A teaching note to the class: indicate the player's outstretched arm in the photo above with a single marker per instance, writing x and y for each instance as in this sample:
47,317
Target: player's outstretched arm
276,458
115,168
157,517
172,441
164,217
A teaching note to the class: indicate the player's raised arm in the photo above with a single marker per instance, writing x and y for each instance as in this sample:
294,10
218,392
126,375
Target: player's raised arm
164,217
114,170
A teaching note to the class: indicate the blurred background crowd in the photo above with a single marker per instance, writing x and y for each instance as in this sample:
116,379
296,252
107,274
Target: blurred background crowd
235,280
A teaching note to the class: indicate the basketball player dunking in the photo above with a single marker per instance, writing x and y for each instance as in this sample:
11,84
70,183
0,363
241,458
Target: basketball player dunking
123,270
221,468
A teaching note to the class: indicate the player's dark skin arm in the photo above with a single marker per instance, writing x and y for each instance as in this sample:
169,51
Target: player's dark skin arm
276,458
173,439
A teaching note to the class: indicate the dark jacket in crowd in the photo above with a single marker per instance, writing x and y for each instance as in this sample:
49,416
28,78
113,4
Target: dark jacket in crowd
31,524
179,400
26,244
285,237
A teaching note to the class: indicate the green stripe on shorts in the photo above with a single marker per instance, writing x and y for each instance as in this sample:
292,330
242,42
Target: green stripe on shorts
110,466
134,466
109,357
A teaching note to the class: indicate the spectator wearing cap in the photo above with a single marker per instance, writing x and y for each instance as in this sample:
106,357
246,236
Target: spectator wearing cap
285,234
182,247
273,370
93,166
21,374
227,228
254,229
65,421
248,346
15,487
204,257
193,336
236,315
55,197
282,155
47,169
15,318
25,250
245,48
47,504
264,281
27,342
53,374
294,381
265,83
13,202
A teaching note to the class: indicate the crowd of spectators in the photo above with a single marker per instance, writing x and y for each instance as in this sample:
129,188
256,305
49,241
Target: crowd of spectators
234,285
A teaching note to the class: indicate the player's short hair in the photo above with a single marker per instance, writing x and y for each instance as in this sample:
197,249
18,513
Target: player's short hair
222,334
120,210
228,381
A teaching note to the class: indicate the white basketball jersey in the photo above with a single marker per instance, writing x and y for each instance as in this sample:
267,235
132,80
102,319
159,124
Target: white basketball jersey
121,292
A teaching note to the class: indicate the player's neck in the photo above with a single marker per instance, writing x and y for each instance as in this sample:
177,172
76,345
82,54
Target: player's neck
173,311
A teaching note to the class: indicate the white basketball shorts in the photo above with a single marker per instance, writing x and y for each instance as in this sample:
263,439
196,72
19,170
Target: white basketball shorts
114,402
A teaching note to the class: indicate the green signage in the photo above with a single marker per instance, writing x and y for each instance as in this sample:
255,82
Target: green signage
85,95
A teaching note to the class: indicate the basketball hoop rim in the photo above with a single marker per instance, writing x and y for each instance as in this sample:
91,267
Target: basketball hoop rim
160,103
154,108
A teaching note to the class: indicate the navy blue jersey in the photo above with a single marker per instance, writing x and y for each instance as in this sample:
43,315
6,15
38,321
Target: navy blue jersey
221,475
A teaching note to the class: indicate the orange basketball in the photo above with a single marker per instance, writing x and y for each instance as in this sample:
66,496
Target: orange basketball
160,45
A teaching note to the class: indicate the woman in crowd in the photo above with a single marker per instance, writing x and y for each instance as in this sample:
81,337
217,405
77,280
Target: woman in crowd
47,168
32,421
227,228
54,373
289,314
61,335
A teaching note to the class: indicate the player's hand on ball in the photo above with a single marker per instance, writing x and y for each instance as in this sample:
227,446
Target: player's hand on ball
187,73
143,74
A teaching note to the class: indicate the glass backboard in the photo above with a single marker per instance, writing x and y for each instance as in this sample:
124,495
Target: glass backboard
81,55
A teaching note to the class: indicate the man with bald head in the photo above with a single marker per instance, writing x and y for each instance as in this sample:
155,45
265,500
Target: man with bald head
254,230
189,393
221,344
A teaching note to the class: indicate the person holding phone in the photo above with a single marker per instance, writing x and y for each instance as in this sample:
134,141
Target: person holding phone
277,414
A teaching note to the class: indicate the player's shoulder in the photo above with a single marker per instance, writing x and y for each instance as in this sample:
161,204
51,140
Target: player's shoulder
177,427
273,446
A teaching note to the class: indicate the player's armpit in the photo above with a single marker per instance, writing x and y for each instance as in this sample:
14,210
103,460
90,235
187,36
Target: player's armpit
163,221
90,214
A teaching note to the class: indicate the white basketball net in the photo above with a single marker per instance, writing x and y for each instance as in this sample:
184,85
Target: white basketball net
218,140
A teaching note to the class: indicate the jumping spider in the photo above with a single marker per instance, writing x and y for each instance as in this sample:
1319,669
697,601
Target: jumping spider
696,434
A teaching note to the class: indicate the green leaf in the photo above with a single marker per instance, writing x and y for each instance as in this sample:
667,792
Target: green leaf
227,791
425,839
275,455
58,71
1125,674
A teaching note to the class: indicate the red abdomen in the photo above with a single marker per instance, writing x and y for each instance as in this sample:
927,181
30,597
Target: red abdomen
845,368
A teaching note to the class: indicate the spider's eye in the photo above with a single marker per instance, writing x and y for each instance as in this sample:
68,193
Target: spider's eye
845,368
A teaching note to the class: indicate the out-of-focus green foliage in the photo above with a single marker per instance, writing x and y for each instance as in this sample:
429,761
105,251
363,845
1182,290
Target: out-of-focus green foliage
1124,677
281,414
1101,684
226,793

What is needed
The full listing above is to be retyped exactly.

Task result
A teaching note to the class: indicate the player's outstretched arm in the photo above with a single marker per instance, writing x and y for each instance as in this sample:
47,317
Target: player's outstretched arm
276,458
115,168
157,517
172,441
164,217
A teaching note to the class: indicate the player's raised arm in the photo above with a single marker per instance, writing x and y for each instance as in this sample:
294,10
218,392
126,375
Target: player's raised arm
164,217
114,170
A teaching note to the class: indicate the blurred background crowd in the photo above with a single marker per instance, writing x and y for each instance as in this sample:
116,379
296,252
107,274
Target: blurred background crowd
235,280
A teaching note to the class: indicate the basketball player dunking in the photo above with a single marker per instance, writing x and y for each instance as in this sample:
11,84
70,183
0,363
241,458
Target: basketball player dunking
123,270
221,468
A teaching note to the class: indicate the player's dark skin arm in the photo above with a single marker per instance, writing x and y for each instance as in this sample:
169,51
Target: player's dark skin arm
276,458
173,439
A teaching note to the class: indicate the dark jacket in crowd in the photo above with a single marker per instance, writing x and y for each instance as in this sample:
49,416
28,78
113,4
Target: dark jacket in crowd
31,524
179,400
26,244
285,237
A teaching note to the class: indicate the green stripe on shorts in the photo above with a single marker per instance, writing x and y for each instance as in this sample:
292,330
242,42
Target: green stripe on shorts
110,466
134,466
109,357
A teaching note to the class: indicate the spectator wearing cap in the photo above with a single marker per instance, writing x and y for each instance as in this sample:
106,357
246,236
Target: spectator wearing cap
285,234
182,247
273,370
93,166
21,374
227,228
254,229
65,421
248,346
15,487
204,257
193,336
236,315
55,197
282,155
47,169
15,318
25,250
245,48
47,504
264,281
27,342
53,374
294,381
265,83
13,202
A teaching note to the class: indicate the crowd of spectators in the photo above with a single marker per instance, writing x and y for each instance as in this sample:
129,188
256,305
49,241
Target: crowd of spectators
234,285
A teaching note to the class: indicate the player's short hair in the photo above with a single marker per instance, writing x and y for each instance as in this sample:
197,249
18,513
Target: player's short hair
222,334
120,210
228,381
A teaching note to the class: indicate the white basketball jersey in the photo above with a single marker per instance, writing x and y for each instance as in this sample:
267,235
132,80
102,319
159,124
Target: white basketball jersey
121,292
A teaching note to the class: indicate the player's neck in the photo above with a single marker per instance, writing x and y for each instance as in this sample:
177,172
76,345
82,54
Target: player's neck
173,311
A teaching note to the class: indicate the white basketball shorts in the photo above with a single marker per instance, writing x and y for each instance as in this sample:
263,439
196,72
19,170
Target: white basketball shorts
114,402
A teaching note to the class: indicate the green signage in the photo above with a single marker per instance, writing x and y for each instance as in this sample:
255,82
Target: green signage
85,95
A teaching note to the class: indicate the basketball hoop rim in the photo above with a single marker per instance, writing x and y for each instance as in this sample:
91,267
Target: basketball hoop rim
160,103
154,108
A teaching note to the class: indicate the navy blue jersey in the photo above with a single marker per instance, writing x and y for each instance as in this sample:
43,315
6,15
38,321
Target: navy blue jersey
221,475
A teaching note to the class: indicate the orange basketball in the photo above with a single marker per instance, writing x and y for each instance as in this sample:
66,496
Target: orange basketball
160,45
A teaching note to the class: indicate the woman in crowd in the photo above with a single marker per instance, writing x and y for each instance as in this sample:
81,337
217,405
77,280
Target: woman in crowd
47,168
32,421
227,228
54,373
289,314
61,335
A teaching note to the class: indicate the player's hand on ball in the photo above with a single marker per instance, writing x and y for each instance as in this sample:
227,446
Target: player's hand on ball
187,73
143,74
A teaching note to the class: indicate the glass backboard in the photo above with a single marker per instance, writing x and y for each instance as in this sample:
124,495
Target: glass backboard
81,55
A teaching note to the class: indicate the man with bald head in the photo above with a single marker per instance, writing x and y for each instance as in this sample:
155,45
265,500
Target: man with bald head
254,230
189,393
221,344
A teaching note to the class: indicate the person holding phone in the photo above with a single marker per instance, writing x and y for each instance as in this sample:
134,141
Target: person holding phone
277,414
A teaching note to the class: indicate the player's shoulder in the photo above with a single marker per instance, writing x and y for each instance as in this sample:
161,204
51,140
Target: player's shoulder
177,427
273,446
A teaching note to the class: indicate the player's armpit in the photo above with a single marker per instance, writing x and y for each instance as in this sample:
14,210
103,460
90,235
187,36
Target: player's armpit
163,221
90,214
A teaching note to the class: indicate the white basketball net in the photo above with a single marker per instance, writing x and y for each instance as in this sample:
184,85
Target: white basketball net
218,140
A teaching note to the class: indicate the jumping spider in the photo above with a single marker per instance, writing x and y for each instance as in this sample:
1319,669
697,601
Target: jumping spider
696,434
A teaching note to the class: indicate the green leaf in the photo above with a single marker per instance, writing x and y for each instance as in this sample:
667,792
Target: green leaf
227,791
425,839
275,455
58,71
1125,674
A teaching note to the class: indicate the red abdomen in the photo above with a single marker per instance, writing x and y for each instance as in this sample:
927,181
30,597
Target: red abdomen
845,368
A teaching note to the class: indicate the spider's eye in the photo above with a single marker per instance, writing x and y for each instance as in this sample:
68,193
Target: spider's eye
845,368
A teaching note to the class: indicate the out-of-focus green foliage in the photo above with a single marker per instance, writing x and y for each instance as in this sample:
429,761
105,251
363,845
1182,290
Target: out-of-focus green foliage
1124,677
281,414
1101,684
226,793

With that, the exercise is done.